----- Gegevensfragmenten

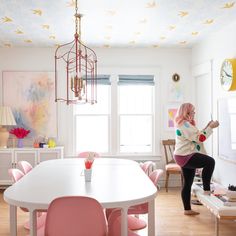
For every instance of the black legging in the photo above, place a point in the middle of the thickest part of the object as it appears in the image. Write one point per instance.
(198, 160)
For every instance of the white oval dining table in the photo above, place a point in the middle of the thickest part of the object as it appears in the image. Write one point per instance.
(115, 183)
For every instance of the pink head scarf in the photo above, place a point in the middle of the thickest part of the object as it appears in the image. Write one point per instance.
(183, 114)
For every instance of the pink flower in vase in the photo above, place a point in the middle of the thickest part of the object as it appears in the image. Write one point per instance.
(89, 161)
(20, 132)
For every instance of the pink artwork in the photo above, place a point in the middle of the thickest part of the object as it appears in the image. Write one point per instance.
(171, 116)
(31, 97)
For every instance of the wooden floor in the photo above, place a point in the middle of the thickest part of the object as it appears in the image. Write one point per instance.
(170, 220)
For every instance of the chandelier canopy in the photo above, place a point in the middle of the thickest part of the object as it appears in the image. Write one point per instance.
(80, 64)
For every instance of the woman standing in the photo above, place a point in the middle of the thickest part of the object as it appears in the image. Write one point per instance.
(190, 153)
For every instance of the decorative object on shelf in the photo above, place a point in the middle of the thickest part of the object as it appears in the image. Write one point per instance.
(51, 143)
(36, 144)
(88, 162)
(228, 74)
(20, 133)
(80, 62)
(6, 119)
(175, 77)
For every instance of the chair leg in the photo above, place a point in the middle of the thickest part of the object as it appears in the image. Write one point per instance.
(182, 180)
(167, 181)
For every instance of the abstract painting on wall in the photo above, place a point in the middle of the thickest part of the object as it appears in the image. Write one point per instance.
(31, 97)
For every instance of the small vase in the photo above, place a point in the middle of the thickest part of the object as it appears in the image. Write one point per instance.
(20, 143)
(87, 175)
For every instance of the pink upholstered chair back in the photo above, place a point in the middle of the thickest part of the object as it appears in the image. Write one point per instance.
(75, 216)
(155, 176)
(114, 224)
(15, 174)
(25, 166)
(87, 154)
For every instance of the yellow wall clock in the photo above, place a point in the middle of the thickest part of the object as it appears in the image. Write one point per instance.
(228, 74)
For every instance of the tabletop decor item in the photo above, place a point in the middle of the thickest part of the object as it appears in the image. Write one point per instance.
(88, 162)
(20, 133)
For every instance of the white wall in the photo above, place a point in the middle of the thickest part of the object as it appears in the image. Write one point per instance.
(216, 48)
(165, 61)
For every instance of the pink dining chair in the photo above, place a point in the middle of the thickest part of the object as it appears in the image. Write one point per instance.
(114, 224)
(25, 166)
(75, 216)
(147, 166)
(88, 153)
(16, 175)
(134, 223)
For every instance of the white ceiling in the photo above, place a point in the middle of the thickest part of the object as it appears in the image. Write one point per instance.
(113, 23)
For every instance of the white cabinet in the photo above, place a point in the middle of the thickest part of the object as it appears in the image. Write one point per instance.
(11, 156)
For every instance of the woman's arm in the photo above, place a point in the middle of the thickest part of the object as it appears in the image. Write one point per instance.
(190, 132)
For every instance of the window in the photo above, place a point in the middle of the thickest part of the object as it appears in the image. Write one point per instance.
(92, 121)
(122, 122)
(136, 113)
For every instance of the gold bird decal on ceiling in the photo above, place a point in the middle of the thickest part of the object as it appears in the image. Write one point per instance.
(107, 37)
(71, 3)
(109, 27)
(228, 5)
(37, 12)
(7, 45)
(106, 46)
(151, 4)
(208, 22)
(6, 19)
(45, 26)
(52, 37)
(19, 31)
(194, 33)
(172, 27)
(183, 13)
(111, 12)
(143, 21)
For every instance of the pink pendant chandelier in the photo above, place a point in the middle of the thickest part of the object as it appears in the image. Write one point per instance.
(80, 63)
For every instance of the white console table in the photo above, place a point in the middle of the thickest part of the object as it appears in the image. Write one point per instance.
(215, 205)
(9, 158)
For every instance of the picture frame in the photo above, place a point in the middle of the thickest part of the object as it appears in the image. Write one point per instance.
(30, 94)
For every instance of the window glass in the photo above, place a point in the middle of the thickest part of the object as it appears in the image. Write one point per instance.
(92, 133)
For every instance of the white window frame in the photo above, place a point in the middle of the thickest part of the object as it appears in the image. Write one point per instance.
(114, 126)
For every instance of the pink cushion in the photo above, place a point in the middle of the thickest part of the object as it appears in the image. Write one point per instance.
(173, 167)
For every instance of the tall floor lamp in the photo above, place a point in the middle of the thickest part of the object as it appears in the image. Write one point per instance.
(6, 119)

----------

▶ _Opdracht_
Zet alle records hierboven alsjeblieft om in een CSV met twee kolommen, "tekst" en "antwoord". Zet elke tekst met het bijbehorende antwoord op een eigen rij, allebei in één veld tussen aanhalingstekens, met regeleinden vervangen door spaties, en laat de afbeeldingen weg.

▶ _Antwoord_
tekst,antwoord
"For every instance of the black legging in the photo above, place a point in the middle of the thickest part of the object as it appears in the image. Write one point per instance.","(198, 160)"
"For every instance of the white oval dining table in the photo above, place a point in the middle of the thickest part of the object as it appears in the image. Write one point per instance.","(115, 183)"
"For every instance of the pink head scarf in the photo above, place a point in the middle of the thickest part of the object as it appears in the image. Write one point per instance.","(183, 114)"
"For every instance of the pink flower in vase in the photo above, place a point in the middle of the thickest part of the object as it appears in the image. Write one point per instance.","(89, 161) (20, 132)"
"For every instance of the pink artwork in the photo above, place a point in the middle of the thickest part of the object as it appears in the image. Write one point per instance.","(171, 116) (31, 97)"
"For every instance of the wooden floor in the photo above, place a point in the middle of the thickest part of the object as it appears in the image. Write one point per instance.","(170, 220)"
"For every instance of the chandelier canopy in the photo above, place a point in the middle of the thickest part of the object as it appears in the image. Write one point per instance.","(80, 64)"
"For every instance of the woman standing in the photo above, place a point in the middle of the thickest part of the object as it appears in the image. Write one point per instance.","(190, 153)"
"For every instance of the decorative object on shelf in the photo above, place a point in the middle of the thickest part of the object as it appears in the image. Write one point per instance.","(51, 143) (36, 144) (88, 162) (228, 74) (20, 133) (80, 62) (6, 119) (175, 77)"
"For every instance of the chair leg in the photo above, place a point in the middle of the thickest part of the object as it appears in the image. Write one point per instance.","(182, 180) (167, 181)"
"For every instance of the abstract painting on wall in the photo above, place a point in the middle of the thickest part of the object as it appears in the image. Write one point per instance.","(31, 97)"
"For every instance of the small vase in the photo above, place a point in the middle of the thickest part of the object as it appears in the image. Write one point per instance.","(20, 143) (87, 175)"
"For every instance of the pink upholstered chair back in the photo above, place a point in the middle of the thickest part of the object as it appears in the image. Write one point per instance.","(75, 216) (155, 176) (114, 224) (15, 174) (25, 166) (87, 154)"
"For every instance of the yellow wall clock in the photo above, place a point in the middle of the thickest part of the object as it appears in the image. Write one point per instance.","(228, 74)"
"For every instance of the tabletop decor item in the photo above, place a point in the middle of the thickest part of the object as it appears in the image. Write one point per instance.","(88, 162) (20, 133)"
"For every instance of the white wall in the photo above, place a point in the middle of the thickest part of the object as it appears in the image. Write one point per instance.","(216, 48) (165, 61)"
"For every instance of the pink dining chair in the photo above, place a point in the middle of the thickest part of the object as it appears in the image. Write one point per instance.","(114, 224) (25, 166) (75, 216) (147, 166) (88, 153) (16, 175) (134, 223)"
"For every instance of the white ceiling in the photo above, place a point in the middle of the thickest part of the object as it appears in the image. Write one point per instance.","(113, 23)"
"For every instance of the white cabinet in the photo above, place a point in the middle of the thickest part of the object as it appears in the image. Write one point per instance.","(11, 156)"
"For every instance of the woman's arm in the photo above, place a point in the middle of the thickest part of the object as it appears in the image. Write one point per instance.","(190, 132)"
"For every instance of the window in the photo above, place a point in the middle of the thickest part of the object as it appears in the image. Write one point per instance.","(92, 121) (122, 122) (136, 113)"
"For every instance of the gold bird decal on ceiling in the photo above, place a point in the middle of the thickest part of the object as it appears in the image. Write one point per instance.","(107, 37) (71, 3) (109, 27) (228, 5) (37, 12) (7, 45) (106, 46) (151, 4) (208, 22) (6, 19) (45, 26) (52, 37) (19, 31) (194, 33) (172, 27) (183, 13) (111, 12) (143, 21)"
"For every instance of the pink pendant chandelier in the photo above, place a point in the middle of the thickest part of the object as it appears in the image. Write one point per instance.","(80, 63)"
"For every instance of the white console table in the photo above, place a point in the middle of the thickest part of the object as it appears in the image. Write one point per instance.","(215, 205) (9, 158)"
"For every instance of the picture frame in the photo above, place a point in the middle of the thickest part of the object as it appears in the image. Write one point per instance.","(30, 94)"
"For every instance of the window glass in the photo above, place a point in the middle of the thickest part of the object as it appears in the image. Write one point per instance.","(92, 133)"
"For every instance of the white window frame in the photo above, place a point in the middle of the thickest part of the object as it appears in the image. Write one point per instance.","(114, 126)"
"For every instance of the pink cushion in the photo above, place a point in the middle of the thickest part of the object as it appears in the image. Write one point per instance.","(173, 167)"
"For every instance of the tall floor lamp in the photo above, place a point in the middle of the thickest part of the object as it appears in the image. Write one point per instance.","(6, 119)"